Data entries
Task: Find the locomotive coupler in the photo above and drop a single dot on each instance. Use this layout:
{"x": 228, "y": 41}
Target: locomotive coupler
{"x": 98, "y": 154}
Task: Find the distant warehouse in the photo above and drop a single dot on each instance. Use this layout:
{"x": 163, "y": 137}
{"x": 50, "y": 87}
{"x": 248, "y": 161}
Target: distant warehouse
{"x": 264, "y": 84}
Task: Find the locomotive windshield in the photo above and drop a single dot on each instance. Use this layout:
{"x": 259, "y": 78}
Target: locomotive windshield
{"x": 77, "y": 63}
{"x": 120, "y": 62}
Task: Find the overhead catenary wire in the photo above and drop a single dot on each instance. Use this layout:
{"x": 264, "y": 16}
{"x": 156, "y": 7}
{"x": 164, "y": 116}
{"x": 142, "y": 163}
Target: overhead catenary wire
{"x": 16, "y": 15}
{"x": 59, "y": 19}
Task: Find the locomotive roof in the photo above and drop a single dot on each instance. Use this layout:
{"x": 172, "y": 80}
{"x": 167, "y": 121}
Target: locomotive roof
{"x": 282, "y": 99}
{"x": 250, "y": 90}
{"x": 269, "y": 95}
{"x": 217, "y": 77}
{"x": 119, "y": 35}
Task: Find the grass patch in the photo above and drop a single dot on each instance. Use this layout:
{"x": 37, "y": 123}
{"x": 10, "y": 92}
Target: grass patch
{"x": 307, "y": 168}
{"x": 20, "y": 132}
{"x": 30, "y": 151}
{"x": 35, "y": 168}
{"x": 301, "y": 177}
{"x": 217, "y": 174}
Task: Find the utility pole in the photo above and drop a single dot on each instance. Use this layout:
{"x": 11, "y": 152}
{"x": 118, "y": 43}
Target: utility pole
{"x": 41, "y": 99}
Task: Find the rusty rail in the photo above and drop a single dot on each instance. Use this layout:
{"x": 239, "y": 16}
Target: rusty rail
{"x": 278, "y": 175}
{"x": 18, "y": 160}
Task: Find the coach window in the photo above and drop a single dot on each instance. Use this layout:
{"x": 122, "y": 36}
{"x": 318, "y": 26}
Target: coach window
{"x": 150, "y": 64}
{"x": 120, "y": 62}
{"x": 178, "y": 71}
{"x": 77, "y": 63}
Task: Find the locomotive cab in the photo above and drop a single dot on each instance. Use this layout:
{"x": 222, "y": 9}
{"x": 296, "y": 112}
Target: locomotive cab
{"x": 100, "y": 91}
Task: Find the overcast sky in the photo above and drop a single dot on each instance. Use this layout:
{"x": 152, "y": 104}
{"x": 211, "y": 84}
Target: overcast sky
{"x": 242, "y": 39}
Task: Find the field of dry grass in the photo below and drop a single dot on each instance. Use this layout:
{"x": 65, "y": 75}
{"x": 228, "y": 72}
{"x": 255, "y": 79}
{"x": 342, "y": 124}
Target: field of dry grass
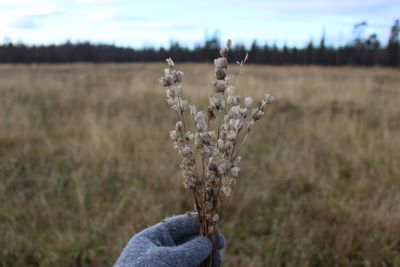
{"x": 86, "y": 162}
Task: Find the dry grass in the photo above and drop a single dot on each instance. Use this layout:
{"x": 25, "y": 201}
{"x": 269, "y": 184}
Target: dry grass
{"x": 85, "y": 162}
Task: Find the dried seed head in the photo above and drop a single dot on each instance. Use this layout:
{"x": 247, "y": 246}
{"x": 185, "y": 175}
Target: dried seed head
{"x": 248, "y": 101}
{"x": 170, "y": 62}
{"x": 220, "y": 74}
{"x": 229, "y": 43}
{"x": 219, "y": 86}
{"x": 220, "y": 63}
{"x": 224, "y": 52}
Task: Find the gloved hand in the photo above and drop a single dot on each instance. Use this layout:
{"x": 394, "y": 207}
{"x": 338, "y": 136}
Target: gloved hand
{"x": 174, "y": 242}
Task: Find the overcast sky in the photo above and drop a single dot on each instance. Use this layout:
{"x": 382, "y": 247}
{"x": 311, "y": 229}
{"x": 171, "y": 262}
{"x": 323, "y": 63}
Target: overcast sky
{"x": 139, "y": 23}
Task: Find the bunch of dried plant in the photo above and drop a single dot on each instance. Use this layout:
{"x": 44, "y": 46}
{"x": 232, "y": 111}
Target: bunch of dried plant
{"x": 210, "y": 148}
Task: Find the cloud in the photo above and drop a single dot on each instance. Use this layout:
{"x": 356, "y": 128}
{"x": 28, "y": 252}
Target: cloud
{"x": 326, "y": 6}
{"x": 28, "y": 18}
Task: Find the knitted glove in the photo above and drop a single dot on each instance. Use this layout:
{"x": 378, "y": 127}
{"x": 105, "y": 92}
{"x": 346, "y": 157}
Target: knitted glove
{"x": 174, "y": 242}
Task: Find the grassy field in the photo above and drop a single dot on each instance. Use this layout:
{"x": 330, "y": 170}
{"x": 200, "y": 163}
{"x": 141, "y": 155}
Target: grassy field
{"x": 86, "y": 162}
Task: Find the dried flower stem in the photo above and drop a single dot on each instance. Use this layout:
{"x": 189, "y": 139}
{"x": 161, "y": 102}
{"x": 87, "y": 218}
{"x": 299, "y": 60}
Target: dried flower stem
{"x": 218, "y": 150}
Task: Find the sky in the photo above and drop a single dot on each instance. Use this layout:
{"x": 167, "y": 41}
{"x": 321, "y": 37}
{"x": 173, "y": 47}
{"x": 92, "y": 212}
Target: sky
{"x": 138, "y": 23}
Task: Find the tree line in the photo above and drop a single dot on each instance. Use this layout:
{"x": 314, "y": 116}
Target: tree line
{"x": 363, "y": 51}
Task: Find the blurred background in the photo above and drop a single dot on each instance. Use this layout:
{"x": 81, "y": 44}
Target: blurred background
{"x": 85, "y": 156}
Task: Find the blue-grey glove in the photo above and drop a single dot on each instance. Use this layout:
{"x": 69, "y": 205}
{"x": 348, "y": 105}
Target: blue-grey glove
{"x": 174, "y": 242}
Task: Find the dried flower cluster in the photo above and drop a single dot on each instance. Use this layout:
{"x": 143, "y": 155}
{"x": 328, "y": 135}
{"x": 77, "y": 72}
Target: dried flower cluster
{"x": 210, "y": 160}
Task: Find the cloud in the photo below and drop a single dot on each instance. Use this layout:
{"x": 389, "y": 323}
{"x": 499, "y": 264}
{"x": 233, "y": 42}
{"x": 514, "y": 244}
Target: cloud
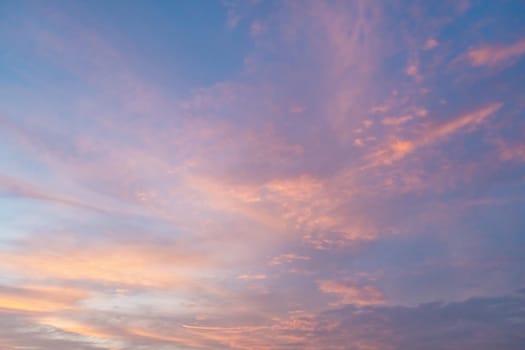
{"x": 287, "y": 258}
{"x": 493, "y": 55}
{"x": 430, "y": 44}
{"x": 252, "y": 277}
{"x": 352, "y": 294}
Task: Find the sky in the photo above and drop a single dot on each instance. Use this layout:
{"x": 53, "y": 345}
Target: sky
{"x": 256, "y": 175}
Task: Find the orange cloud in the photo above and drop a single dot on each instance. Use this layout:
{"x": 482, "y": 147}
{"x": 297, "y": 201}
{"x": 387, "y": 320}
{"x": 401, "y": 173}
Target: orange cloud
{"x": 287, "y": 258}
{"x": 144, "y": 265}
{"x": 492, "y": 55}
{"x": 40, "y": 298}
{"x": 352, "y": 294}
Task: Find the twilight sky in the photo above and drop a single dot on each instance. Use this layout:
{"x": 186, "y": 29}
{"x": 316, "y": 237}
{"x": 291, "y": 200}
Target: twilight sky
{"x": 256, "y": 175}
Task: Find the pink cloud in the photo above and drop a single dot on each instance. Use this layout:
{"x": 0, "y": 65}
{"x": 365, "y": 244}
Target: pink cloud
{"x": 493, "y": 55}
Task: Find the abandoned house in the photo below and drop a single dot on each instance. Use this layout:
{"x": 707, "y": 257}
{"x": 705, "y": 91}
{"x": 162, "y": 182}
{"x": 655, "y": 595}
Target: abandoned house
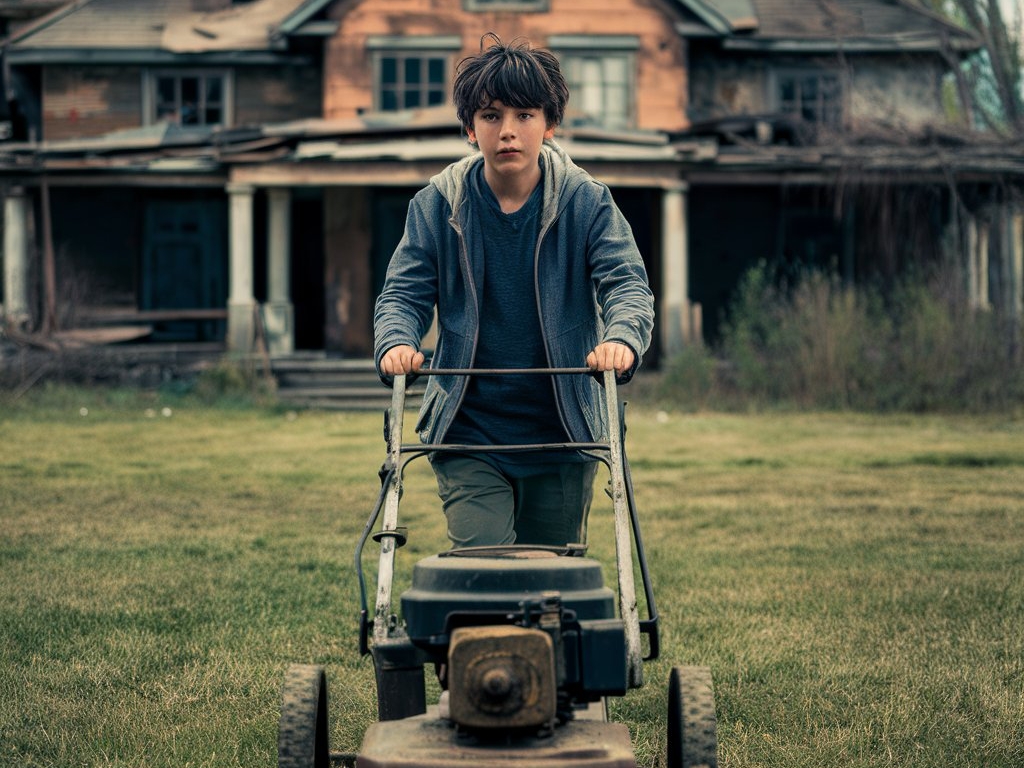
{"x": 231, "y": 173}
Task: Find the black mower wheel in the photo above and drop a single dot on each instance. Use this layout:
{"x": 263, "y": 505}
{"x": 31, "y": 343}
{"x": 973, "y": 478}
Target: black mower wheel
{"x": 302, "y": 732}
{"x": 692, "y": 725}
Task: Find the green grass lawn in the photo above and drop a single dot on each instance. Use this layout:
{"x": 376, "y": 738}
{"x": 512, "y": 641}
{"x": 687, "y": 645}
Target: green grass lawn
{"x": 855, "y": 583}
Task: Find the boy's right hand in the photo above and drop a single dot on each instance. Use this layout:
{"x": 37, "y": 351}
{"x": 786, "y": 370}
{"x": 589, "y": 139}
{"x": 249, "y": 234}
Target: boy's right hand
{"x": 401, "y": 359}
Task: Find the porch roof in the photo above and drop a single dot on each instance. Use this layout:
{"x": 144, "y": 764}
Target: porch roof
{"x": 385, "y": 150}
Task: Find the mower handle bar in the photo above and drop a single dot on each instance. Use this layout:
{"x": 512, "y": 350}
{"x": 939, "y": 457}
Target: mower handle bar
{"x": 626, "y": 518}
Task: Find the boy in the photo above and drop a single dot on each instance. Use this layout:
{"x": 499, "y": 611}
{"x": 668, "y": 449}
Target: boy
{"x": 529, "y": 264}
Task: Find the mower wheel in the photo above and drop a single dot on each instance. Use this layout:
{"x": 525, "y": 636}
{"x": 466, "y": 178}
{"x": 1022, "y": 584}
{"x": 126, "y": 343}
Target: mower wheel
{"x": 692, "y": 726}
{"x": 302, "y": 732}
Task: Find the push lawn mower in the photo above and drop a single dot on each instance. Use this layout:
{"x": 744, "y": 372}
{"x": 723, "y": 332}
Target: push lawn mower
{"x": 525, "y": 640}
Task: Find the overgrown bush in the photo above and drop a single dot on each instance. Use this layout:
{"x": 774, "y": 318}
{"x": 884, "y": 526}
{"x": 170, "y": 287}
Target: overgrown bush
{"x": 817, "y": 342}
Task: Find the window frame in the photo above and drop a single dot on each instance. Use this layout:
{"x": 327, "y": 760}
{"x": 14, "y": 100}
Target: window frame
{"x": 825, "y": 112}
{"x": 603, "y": 48}
{"x": 523, "y": 6}
{"x": 151, "y": 99}
{"x": 409, "y": 48}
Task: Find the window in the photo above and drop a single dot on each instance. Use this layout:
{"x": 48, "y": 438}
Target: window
{"x": 814, "y": 96}
{"x": 410, "y": 73}
{"x": 411, "y": 80}
{"x": 188, "y": 98}
{"x": 525, "y": 5}
{"x": 599, "y": 73}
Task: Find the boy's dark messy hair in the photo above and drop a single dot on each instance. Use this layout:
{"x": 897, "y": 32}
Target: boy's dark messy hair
{"x": 516, "y": 75}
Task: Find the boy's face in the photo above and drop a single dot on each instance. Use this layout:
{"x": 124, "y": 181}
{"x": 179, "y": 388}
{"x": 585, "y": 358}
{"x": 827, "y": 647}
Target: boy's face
{"x": 510, "y": 137}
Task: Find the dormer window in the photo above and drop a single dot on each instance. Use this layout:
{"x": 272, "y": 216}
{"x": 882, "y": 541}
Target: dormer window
{"x": 411, "y": 73}
{"x": 193, "y": 97}
{"x": 600, "y": 74}
{"x": 535, "y": 6}
{"x": 813, "y": 96}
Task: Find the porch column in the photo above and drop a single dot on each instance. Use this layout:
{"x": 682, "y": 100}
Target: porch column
{"x": 279, "y": 313}
{"x": 677, "y": 328}
{"x": 1017, "y": 263}
{"x": 241, "y": 304}
{"x": 15, "y": 258}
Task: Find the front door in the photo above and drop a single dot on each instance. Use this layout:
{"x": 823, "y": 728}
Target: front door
{"x": 184, "y": 265}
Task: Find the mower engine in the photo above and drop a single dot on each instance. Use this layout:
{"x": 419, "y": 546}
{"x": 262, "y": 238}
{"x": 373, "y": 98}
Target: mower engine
{"x": 522, "y": 636}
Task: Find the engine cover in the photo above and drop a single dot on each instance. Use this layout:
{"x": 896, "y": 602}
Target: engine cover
{"x": 502, "y": 677}
{"x": 488, "y": 585}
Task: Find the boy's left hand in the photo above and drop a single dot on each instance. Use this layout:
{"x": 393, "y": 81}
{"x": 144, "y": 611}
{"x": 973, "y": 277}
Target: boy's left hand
{"x": 611, "y": 355}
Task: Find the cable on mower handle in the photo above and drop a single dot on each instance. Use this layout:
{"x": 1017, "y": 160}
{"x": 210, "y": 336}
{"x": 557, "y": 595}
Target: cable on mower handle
{"x": 627, "y": 520}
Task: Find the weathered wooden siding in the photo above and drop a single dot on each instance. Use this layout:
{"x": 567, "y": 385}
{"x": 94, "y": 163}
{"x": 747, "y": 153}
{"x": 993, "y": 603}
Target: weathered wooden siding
{"x": 660, "y": 77}
{"x": 265, "y": 94}
{"x": 347, "y": 278}
{"x": 94, "y": 100}
{"x": 900, "y": 92}
{"x": 90, "y": 100}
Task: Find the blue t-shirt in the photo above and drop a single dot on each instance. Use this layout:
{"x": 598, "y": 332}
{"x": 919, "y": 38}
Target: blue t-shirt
{"x": 509, "y": 410}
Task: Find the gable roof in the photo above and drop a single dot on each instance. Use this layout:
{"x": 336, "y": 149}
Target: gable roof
{"x": 808, "y": 26}
{"x": 150, "y": 26}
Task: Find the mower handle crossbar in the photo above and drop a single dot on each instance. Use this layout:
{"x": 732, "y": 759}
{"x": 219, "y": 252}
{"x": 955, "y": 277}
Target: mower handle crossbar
{"x": 610, "y": 453}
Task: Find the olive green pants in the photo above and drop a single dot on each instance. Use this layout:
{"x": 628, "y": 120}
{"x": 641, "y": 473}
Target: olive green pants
{"x": 484, "y": 506}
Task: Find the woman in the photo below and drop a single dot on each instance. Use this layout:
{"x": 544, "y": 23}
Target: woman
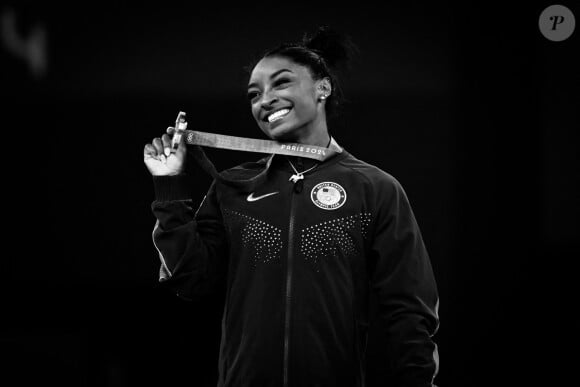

▶ Your objective
Filter the entries down to the lines that include the string "woman".

▶ Answer to the problem
Task: Find the woman in the photo below and drop a single dot on each instance. Use this layout:
Target: woman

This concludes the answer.